» DIRECTION
Can you copy out all of the rows below word for word, leaving out the pictures?

(Pointing entries for labeled objects)
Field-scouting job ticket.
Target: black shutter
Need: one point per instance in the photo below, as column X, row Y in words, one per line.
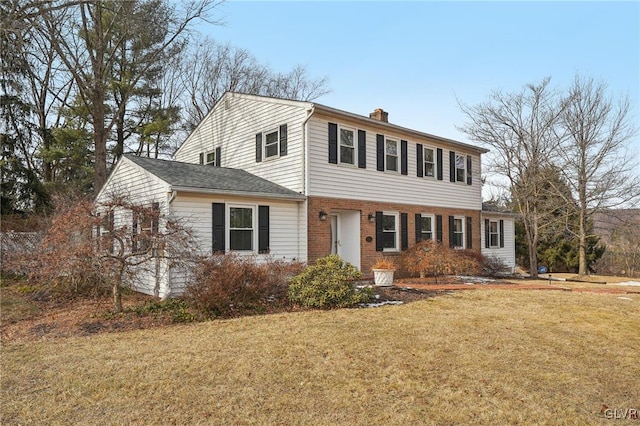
column 263, row 229
column 404, row 167
column 379, row 233
column 451, row 234
column 134, row 233
column 487, row 234
column 380, row 152
column 283, row 140
column 258, row 147
column 452, row 166
column 362, row 149
column 333, row 143
column 404, row 227
column 155, row 218
column 218, row 230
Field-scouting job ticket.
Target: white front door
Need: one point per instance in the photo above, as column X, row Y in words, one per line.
column 335, row 234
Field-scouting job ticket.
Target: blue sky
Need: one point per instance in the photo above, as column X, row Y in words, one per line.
column 413, row 59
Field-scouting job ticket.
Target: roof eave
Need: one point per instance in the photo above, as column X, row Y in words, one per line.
column 192, row 189
column 324, row 108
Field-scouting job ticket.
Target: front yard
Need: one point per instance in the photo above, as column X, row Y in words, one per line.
column 473, row 357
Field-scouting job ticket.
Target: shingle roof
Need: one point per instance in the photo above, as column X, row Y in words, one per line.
column 210, row 179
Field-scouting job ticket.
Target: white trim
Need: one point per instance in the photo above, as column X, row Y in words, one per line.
column 254, row 227
column 397, row 230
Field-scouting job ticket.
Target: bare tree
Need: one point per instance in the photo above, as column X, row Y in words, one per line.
column 521, row 128
column 594, row 157
column 88, row 47
column 211, row 69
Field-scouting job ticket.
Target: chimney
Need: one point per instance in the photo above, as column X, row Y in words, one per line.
column 380, row 115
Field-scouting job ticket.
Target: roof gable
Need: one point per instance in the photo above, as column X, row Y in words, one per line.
column 211, row 179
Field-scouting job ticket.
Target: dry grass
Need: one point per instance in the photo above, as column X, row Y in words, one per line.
column 481, row 357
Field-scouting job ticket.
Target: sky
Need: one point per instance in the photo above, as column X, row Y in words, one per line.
column 417, row 60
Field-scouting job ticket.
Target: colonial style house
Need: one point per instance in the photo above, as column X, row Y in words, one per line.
column 300, row 180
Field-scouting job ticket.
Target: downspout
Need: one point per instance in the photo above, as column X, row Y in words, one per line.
column 305, row 173
column 171, row 196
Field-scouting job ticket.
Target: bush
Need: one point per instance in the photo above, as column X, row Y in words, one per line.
column 230, row 285
column 433, row 258
column 328, row 284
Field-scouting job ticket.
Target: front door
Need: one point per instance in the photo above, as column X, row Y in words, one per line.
column 335, row 234
column 345, row 235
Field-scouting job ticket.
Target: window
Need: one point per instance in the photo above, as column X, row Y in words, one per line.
column 241, row 228
column 211, row 157
column 271, row 141
column 390, row 231
column 458, row 232
column 391, row 155
column 460, row 169
column 347, row 148
column 429, row 162
column 426, row 227
column 494, row 234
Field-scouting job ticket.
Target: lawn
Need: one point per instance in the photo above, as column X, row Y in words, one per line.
column 475, row 357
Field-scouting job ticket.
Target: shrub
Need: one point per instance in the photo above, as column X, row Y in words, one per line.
column 231, row 285
column 433, row 258
column 328, row 284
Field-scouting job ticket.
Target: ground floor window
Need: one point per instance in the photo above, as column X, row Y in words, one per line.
column 241, row 228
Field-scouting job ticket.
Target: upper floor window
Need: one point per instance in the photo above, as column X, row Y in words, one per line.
column 458, row 232
column 390, row 231
column 271, row 141
column 429, row 162
column 494, row 234
column 347, row 147
column 391, row 155
column 426, row 227
column 460, row 168
column 241, row 228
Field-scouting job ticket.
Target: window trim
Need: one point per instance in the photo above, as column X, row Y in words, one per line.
column 463, row 168
column 432, row 231
column 206, row 157
column 266, row 157
column 496, row 233
column 462, row 220
column 354, row 147
column 397, row 231
column 396, row 155
column 425, row 162
column 254, row 227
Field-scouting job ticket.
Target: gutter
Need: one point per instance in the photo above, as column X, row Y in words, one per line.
column 292, row 197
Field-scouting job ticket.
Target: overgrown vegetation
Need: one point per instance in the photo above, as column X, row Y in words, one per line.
column 328, row 283
column 231, row 285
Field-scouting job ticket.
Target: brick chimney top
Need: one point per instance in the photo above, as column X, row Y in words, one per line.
column 380, row 115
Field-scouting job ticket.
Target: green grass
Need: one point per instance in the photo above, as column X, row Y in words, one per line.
column 476, row 357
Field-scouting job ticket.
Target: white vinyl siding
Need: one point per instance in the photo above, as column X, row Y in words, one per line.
column 507, row 253
column 327, row 180
column 234, row 123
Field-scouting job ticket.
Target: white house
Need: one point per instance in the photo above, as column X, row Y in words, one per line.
column 333, row 182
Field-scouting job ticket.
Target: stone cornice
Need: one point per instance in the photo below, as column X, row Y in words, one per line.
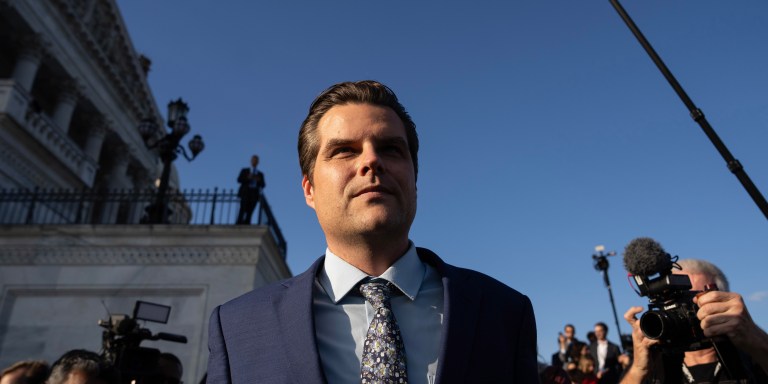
column 101, row 31
column 38, row 245
column 168, row 255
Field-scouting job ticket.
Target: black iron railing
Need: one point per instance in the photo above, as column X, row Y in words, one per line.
column 192, row 207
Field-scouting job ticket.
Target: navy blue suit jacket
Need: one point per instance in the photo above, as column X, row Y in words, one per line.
column 268, row 335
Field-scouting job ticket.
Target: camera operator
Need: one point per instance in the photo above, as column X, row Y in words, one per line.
column 721, row 313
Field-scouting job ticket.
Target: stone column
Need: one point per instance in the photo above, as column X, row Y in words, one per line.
column 143, row 194
column 117, row 180
column 65, row 106
column 28, row 62
column 118, row 175
column 96, row 134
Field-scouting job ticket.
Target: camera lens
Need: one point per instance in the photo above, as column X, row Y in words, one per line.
column 654, row 323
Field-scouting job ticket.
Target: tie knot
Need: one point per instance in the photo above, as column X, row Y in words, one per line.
column 377, row 293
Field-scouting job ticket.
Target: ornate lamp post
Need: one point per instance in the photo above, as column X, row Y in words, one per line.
column 169, row 148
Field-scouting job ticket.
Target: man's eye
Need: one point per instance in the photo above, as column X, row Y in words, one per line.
column 392, row 149
column 341, row 151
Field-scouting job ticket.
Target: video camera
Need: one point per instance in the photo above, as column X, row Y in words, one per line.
column 123, row 335
column 671, row 315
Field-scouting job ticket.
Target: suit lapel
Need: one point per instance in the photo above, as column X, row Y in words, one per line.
column 461, row 311
column 296, row 325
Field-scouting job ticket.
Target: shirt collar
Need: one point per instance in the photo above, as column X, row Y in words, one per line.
column 338, row 277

» REPLY
Field-scouting job ticket.
Target: black shutter
Need: one point per instance in the photo below, as column X, row Y in words, one per line.
column 263, row 229
column 404, row 167
column 379, row 233
column 451, row 234
column 134, row 233
column 487, row 234
column 380, row 152
column 283, row 140
column 258, row 147
column 452, row 166
column 362, row 149
column 333, row 143
column 404, row 227
column 155, row 218
column 218, row 230
Field-scouting job ticket.
Target: white front door
Need: one point per instance in the photo above, as column X, row Y in words, one per line.
column 335, row 234
Field-scouting job ticket.
Target: blue sky
Need: one point per instance in the photo above, as column X, row Y in words, one per line.
column 413, row 59
Field-scouting job ticket.
Target: roof eave
Need: one point per instance in the photo above, as column X, row Y in words, one per line.
column 192, row 189
column 324, row 108
Field-scouting job ticket.
Target: front yard
Need: one point per instance in the photo above, as column X, row Y in words, one per line.
column 473, row 357
Field-scouting job ticket.
Target: shingle roof
Need: one point per instance in the photo above, as column X, row Y in words, one per line.
column 210, row 179
Field-scouting job ticket.
Target: white trim
Need: one point per instance in the photo above, as column X, row Y in words, one per line.
column 254, row 227
column 397, row 230
Field-scouting job ticket.
Target: bare tree
Need: one point per instance in the photo above, as column X, row Y in words, one per line.
column 521, row 128
column 594, row 157
column 88, row 47
column 211, row 69
Field-scouting job ticket.
Target: chimney
Need: one point per instance in the photo above, as column X, row Y in words, one per line.
column 380, row 115
Field-scouting job ticket.
Target: roof gable
Need: one point per instance in the photo above, as column X, row Y in words, one per line.
column 211, row 179
Field-scouting job ticket.
Target: dry grass
Need: one point per instance in the photo above, as column X, row Y in words, one per line.
column 481, row 357
Field-scouting job ticket.
Target: sky
Need: one point per instance in the photo above, as column X, row Y in words, one per line.
column 417, row 60
Field-scouting job ticket.
Target: colonial style house
Need: one point per instance in the photo above, as column X, row Y in words, one per line.
column 300, row 180
Field-scouting job ticket.
Target: downspout
Need: one point per instance in the photo above, as column X, row Y in words, one per line.
column 305, row 173
column 171, row 196
Field-scouting job ticket.
Target: bush
Need: one point per instance in the photo above, as column X, row Y in words, one per line.
column 230, row 285
column 433, row 258
column 328, row 284
Field-scouting job ticket.
Target: front door
Need: one point per instance in the photo above, as column X, row Y in words, one per line.
column 335, row 234
column 345, row 235
Field-scouting job ticket.
Target: window
Need: one point per instance in the photo above, as column X, row Y in words, one per line.
column 241, row 228
column 211, row 157
column 271, row 141
column 390, row 231
column 458, row 232
column 391, row 155
column 460, row 169
column 347, row 148
column 429, row 162
column 426, row 227
column 494, row 234
Field-scouting job ticket.
Target: lawn
Need: one point per instance in the photo above, as column X, row Y in words, one per line.
column 475, row 357
Field-scouting job ticket.
Target: shrub
Need: one point per instance in the photo above, as column X, row Y in words, one per line.
column 231, row 285
column 433, row 258
column 328, row 284
Field-scouting job ticket.
Target: ground floor window
Need: one point per instance in the photo above, as column X, row Y in words, one per line.
column 241, row 228
Field-scouting job ticket.
Target: upper floor window
Need: one point per instance in the photo above, as column X, row Y in words, one per line.
column 458, row 232
column 390, row 231
column 271, row 141
column 429, row 162
column 494, row 234
column 347, row 147
column 391, row 155
column 426, row 227
column 460, row 168
column 241, row 228
Field-scouting job ticket.
Target: window trim
Need: one point per instance in the photo above, as column X, row Y in words, one per line.
column 463, row 168
column 432, row 231
column 206, row 157
column 266, row 157
column 496, row 233
column 462, row 220
column 354, row 147
column 397, row 231
column 396, row 155
column 425, row 162
column 254, row 227
Field-scouting job ticket.
Target: gutter
Need: one point per instance in the photo above, as column X, row Y in words, one per line.
column 292, row 197
Field-scouting job ticket.
Target: overgrown vegetation
Need: one point per instance in the photo above, as column X, row Y in words, one per line.
column 328, row 283
column 231, row 285
Field-scouting job ticket.
Target: brick chimney top
Need: one point per instance in the photo above, as column X, row Y in words, one per line.
column 380, row 115
Field-scouting job ticket.
Target: green grass
Need: one point per instance in the photo above, as column X, row Y in words, one per line.
column 476, row 357
Field-scouting job ticket.
Target: white vinyl siding
Need: one point per instance in the photo above, as column X, row Y in words, one per line.
column 507, row 253
column 327, row 180
column 234, row 123
Field-scouting job ticket.
Target: white house
Need: one point per instance in the photo above, as column X, row Y in words, one per line.
column 333, row 182
Field-scouting job ticket.
Target: stone cornice
Need: one point per instance in the photo below, as column X, row Y in words, one per line.
column 101, row 31
column 38, row 245
column 168, row 255
Field-scouting job ticket.
Target: black iron railing
Need: one point per instance in the photo above, as column X, row Y in words, one per line.
column 192, row 207
Field-scouting job ticket.
Target: navy blue suit jacket
Need: one point per instance in the photo above, as column X, row Y in words, one per line.
column 268, row 335
Field-scouting job ticket.
Target: camera operator
Need: one point per instance in the photo above, as column X, row Y in words, one per line.
column 721, row 313
Field-scouting job ticket.
Target: stone column
Need: one point per instance in the photo above, as column X, row Y in words, one per line.
column 143, row 194
column 117, row 180
column 65, row 106
column 28, row 62
column 118, row 175
column 96, row 134
Field-scouting job ticket.
Target: camera lens
Need: one point per instance in the photo above, as column X, row Y in words, one per line.
column 654, row 323
Field-scouting job ticket.
Target: tie knot
Need: one point per instance in the photo above, as column X, row Y in words, one per line.
column 377, row 293
Field-scouting job ticket.
Target: ornate lamp post
Need: one point per instance in the photo above, as column X, row Y in words, one per line.
column 169, row 148
Field-scouting job ticket.
Target: man's eye
Need: one point per instance in the photo above, as column X, row Y in words, one per line.
column 392, row 149
column 341, row 151
Field-scouting job ticket.
Target: video camera
Need: one point per instance in the photo above, as column X, row Y in words, one per line.
column 123, row 335
column 671, row 315
Field-scouting job ticket.
Target: suit lapel
Need: one point per instance in the photo above, as column X, row Y in words, one per line.
column 461, row 311
column 296, row 325
Field-scouting job ticket.
Target: shirt collar
Need: one point per instance in the photo above, as column X, row Y in words, one per line.
column 338, row 277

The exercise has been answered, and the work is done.